### Given data
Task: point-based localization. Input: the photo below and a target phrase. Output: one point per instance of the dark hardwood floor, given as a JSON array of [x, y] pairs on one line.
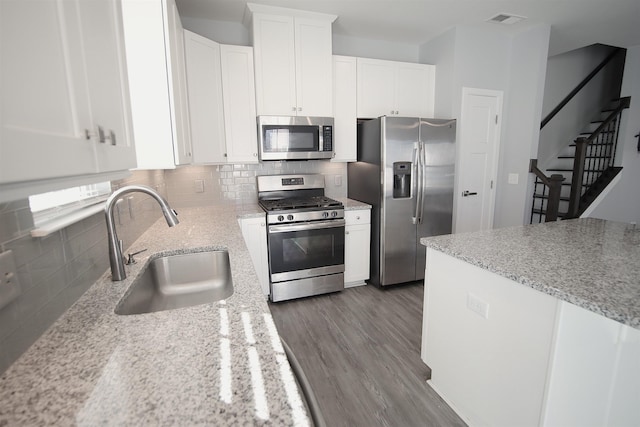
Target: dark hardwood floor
[[360, 350]]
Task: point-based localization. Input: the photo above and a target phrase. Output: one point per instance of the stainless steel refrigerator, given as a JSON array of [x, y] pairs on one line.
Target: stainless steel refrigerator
[[405, 171]]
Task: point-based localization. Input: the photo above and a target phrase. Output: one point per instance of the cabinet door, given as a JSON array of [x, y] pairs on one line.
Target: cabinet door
[[274, 49], [376, 88], [45, 108], [415, 90], [148, 73], [356, 253], [254, 233], [239, 104], [344, 109], [313, 68], [356, 247], [204, 85], [178, 85], [106, 70]]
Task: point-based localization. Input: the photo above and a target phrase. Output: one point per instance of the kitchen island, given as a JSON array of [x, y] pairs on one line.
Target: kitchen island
[[536, 325], [213, 364]]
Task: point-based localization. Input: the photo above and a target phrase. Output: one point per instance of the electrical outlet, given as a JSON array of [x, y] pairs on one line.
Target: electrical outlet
[[199, 185], [478, 306], [9, 285]]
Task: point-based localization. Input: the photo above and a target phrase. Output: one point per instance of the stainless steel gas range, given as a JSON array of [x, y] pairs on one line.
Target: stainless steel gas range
[[305, 236]]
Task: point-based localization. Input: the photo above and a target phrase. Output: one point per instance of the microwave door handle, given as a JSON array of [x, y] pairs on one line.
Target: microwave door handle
[[285, 228]]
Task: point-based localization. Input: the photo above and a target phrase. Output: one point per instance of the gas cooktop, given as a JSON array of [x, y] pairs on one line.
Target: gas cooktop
[[288, 203]]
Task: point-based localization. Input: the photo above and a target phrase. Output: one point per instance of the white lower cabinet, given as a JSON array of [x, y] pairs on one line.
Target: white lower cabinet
[[254, 232], [356, 247], [594, 378], [522, 357]]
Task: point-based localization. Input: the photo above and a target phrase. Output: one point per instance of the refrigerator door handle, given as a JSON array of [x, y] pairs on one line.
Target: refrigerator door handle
[[418, 212], [415, 181], [421, 153]]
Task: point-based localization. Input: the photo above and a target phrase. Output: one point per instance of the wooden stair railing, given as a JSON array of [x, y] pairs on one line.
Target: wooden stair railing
[[596, 164]]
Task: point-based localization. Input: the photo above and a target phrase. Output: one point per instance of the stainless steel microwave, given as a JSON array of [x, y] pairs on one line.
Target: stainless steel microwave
[[295, 138]]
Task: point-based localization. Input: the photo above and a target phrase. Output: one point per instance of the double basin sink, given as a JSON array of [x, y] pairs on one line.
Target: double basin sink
[[178, 281]]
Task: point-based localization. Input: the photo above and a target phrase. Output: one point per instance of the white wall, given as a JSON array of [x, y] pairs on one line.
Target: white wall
[[521, 125], [441, 53], [492, 57], [378, 49], [622, 203], [235, 33]]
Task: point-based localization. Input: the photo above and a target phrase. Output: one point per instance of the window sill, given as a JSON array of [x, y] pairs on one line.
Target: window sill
[[50, 227]]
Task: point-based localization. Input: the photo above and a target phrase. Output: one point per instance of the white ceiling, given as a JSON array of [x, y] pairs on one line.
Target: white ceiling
[[574, 23]]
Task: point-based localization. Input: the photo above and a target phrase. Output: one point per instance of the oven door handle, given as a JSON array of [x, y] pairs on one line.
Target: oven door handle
[[285, 228]]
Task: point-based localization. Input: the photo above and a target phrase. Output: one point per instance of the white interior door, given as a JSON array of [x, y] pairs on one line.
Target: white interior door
[[478, 149]]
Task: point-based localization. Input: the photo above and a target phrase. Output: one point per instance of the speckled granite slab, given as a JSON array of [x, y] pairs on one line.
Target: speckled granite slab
[[592, 263], [213, 364]]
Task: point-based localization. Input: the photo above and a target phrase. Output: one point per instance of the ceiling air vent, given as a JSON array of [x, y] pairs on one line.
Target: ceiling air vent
[[506, 19]]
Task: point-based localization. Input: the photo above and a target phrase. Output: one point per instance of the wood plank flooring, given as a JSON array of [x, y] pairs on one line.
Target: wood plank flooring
[[360, 350]]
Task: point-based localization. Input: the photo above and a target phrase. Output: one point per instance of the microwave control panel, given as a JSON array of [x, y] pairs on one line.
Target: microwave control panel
[[327, 143]]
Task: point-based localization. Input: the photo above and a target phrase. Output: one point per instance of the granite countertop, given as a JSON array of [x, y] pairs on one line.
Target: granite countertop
[[214, 364], [589, 262], [352, 205]]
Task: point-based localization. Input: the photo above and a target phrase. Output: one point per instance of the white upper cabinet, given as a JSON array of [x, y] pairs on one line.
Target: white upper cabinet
[[292, 51], [344, 109], [239, 103], [204, 88], [64, 96], [395, 89], [222, 107], [157, 82]]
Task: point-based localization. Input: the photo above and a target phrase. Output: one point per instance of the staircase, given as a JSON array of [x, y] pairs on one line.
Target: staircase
[[583, 169]]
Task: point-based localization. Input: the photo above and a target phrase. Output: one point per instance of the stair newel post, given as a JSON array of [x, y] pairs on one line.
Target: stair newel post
[[553, 203], [577, 177]]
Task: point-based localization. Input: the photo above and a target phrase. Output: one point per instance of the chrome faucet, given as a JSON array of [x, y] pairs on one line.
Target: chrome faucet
[[116, 259]]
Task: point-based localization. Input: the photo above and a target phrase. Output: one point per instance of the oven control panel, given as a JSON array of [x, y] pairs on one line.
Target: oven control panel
[[281, 218]]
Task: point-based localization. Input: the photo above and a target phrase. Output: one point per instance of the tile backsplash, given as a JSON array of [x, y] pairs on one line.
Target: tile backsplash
[[223, 184], [56, 270]]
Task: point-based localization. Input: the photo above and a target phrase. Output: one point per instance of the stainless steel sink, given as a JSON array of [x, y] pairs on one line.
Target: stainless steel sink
[[177, 281]]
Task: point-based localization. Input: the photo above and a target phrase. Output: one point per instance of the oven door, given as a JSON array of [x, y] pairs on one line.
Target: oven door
[[303, 250]]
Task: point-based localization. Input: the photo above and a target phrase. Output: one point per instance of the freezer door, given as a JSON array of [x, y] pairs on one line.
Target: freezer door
[[399, 145], [437, 137]]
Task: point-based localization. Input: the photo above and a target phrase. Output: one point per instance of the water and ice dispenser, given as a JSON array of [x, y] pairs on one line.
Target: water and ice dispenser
[[401, 180]]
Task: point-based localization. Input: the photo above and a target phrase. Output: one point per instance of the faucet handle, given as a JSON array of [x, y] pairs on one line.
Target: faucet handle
[[130, 259]]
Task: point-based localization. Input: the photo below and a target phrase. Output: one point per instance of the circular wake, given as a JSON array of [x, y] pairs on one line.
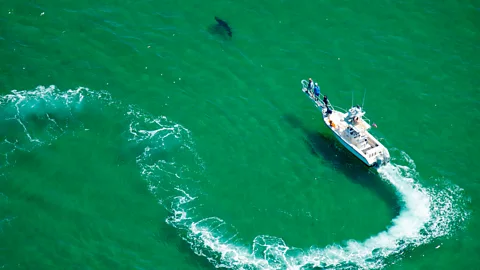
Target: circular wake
[[167, 160]]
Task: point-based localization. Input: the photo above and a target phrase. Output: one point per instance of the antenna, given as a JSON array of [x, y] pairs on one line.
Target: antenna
[[363, 102], [352, 98]]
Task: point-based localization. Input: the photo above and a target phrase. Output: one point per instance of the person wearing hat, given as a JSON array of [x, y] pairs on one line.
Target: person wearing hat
[[310, 85], [316, 91]]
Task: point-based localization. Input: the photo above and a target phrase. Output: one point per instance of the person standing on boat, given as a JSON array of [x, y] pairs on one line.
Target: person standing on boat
[[310, 85], [325, 101], [316, 91]]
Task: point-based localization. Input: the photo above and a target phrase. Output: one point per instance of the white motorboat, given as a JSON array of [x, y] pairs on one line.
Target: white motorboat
[[351, 129]]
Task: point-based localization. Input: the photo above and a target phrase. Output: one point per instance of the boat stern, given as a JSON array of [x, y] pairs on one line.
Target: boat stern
[[383, 159]]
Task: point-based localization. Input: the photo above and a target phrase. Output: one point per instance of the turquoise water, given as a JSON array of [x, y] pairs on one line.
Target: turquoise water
[[135, 137]]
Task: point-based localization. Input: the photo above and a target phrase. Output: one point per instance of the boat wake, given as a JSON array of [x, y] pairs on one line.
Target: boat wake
[[165, 154]]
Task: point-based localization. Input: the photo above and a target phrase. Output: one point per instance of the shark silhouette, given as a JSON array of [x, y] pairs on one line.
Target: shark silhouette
[[224, 25], [221, 28]]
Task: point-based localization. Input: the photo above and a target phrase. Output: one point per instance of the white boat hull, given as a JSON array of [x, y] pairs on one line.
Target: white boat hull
[[372, 153], [350, 148]]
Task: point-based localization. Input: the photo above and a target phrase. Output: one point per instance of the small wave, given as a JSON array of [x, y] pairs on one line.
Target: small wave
[[167, 160]]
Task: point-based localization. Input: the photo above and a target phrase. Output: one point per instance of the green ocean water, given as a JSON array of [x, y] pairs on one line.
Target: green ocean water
[[135, 137]]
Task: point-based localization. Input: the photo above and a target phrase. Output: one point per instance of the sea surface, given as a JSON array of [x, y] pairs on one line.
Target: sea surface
[[141, 135]]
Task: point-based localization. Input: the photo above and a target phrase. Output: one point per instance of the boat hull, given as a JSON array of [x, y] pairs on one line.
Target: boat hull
[[337, 116], [351, 150]]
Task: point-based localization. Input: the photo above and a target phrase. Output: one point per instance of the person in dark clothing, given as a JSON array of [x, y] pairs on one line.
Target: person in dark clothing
[[325, 101], [316, 91], [310, 85]]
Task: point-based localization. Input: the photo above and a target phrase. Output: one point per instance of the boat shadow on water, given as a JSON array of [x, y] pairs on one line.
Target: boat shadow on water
[[328, 148]]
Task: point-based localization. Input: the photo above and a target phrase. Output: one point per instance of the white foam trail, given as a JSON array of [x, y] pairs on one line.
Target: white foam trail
[[426, 215], [163, 149]]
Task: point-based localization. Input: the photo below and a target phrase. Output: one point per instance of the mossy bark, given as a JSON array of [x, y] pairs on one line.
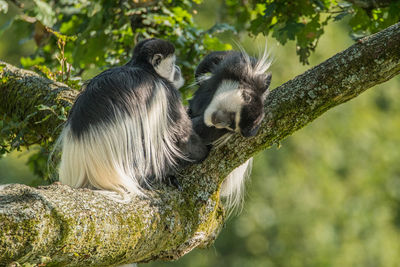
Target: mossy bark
[[80, 227]]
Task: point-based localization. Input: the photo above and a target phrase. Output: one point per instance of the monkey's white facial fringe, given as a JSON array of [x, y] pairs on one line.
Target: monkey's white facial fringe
[[228, 98], [262, 65], [124, 155], [232, 188]]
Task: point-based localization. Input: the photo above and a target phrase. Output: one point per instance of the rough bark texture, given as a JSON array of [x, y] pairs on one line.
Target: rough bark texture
[[79, 227]]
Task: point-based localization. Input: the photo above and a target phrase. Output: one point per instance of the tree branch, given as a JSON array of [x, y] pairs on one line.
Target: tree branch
[[74, 227]]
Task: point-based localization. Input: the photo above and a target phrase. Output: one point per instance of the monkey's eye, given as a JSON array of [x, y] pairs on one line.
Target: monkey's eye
[[157, 59], [247, 98]]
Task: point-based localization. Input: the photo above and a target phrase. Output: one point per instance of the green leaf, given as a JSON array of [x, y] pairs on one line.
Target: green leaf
[[220, 28], [3, 6], [44, 13]]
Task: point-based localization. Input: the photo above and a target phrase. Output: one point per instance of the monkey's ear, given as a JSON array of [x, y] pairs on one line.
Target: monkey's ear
[[156, 60], [209, 63]]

### Aim of the exercise
Everything from the line with "Target: mossy bark" to the last line of the entries above is to be retyped exactly. Include both ends.

### Exercise result
Target: mossy bark
[[80, 227]]
Task: point-based localization. Input: the photo above and a target phrase. Output: one point per instance of the monkey's white facial fringe, given as a JSON array of [x, y] pairs on one line.
Target: monkey's white facial fringe
[[228, 98], [262, 65], [124, 155], [232, 188]]
Task: point-based localization. Input: the photo above and a target phrase. Output: one point per instance of the rough bark texture, given as a JSON array of [x, y] pairs on one line.
Target: rough bark texture
[[79, 227]]
Task: point-based localization. Input: the photo above and a target phrase. Output: one point per instance of the tree branch, given as a JSON array of [x, y] pairs on one line.
Target: tree branch
[[74, 227]]
Task: point-based localization. Input: the photo above and a target phrase. Output: one point per instance of the monkey's eye, given as a JSON array of [x, y] pairs on one line.
Target: monkey's eye
[[157, 59], [247, 98]]
Task: point-based localization. Input: the photo above and a target phrase. Output: one point per instance of the green leaf, given as a JSON array of [x, y] pairs on one line.
Target: green leaf
[[220, 28], [3, 6], [44, 13]]
Task: point-based localization. Input: the photo above and a target phrase. Output: one point per instance of the monkey's ear, given as a JSON array of [x, y] pairs on one line.
Target: monkey's ear
[[156, 60], [209, 63]]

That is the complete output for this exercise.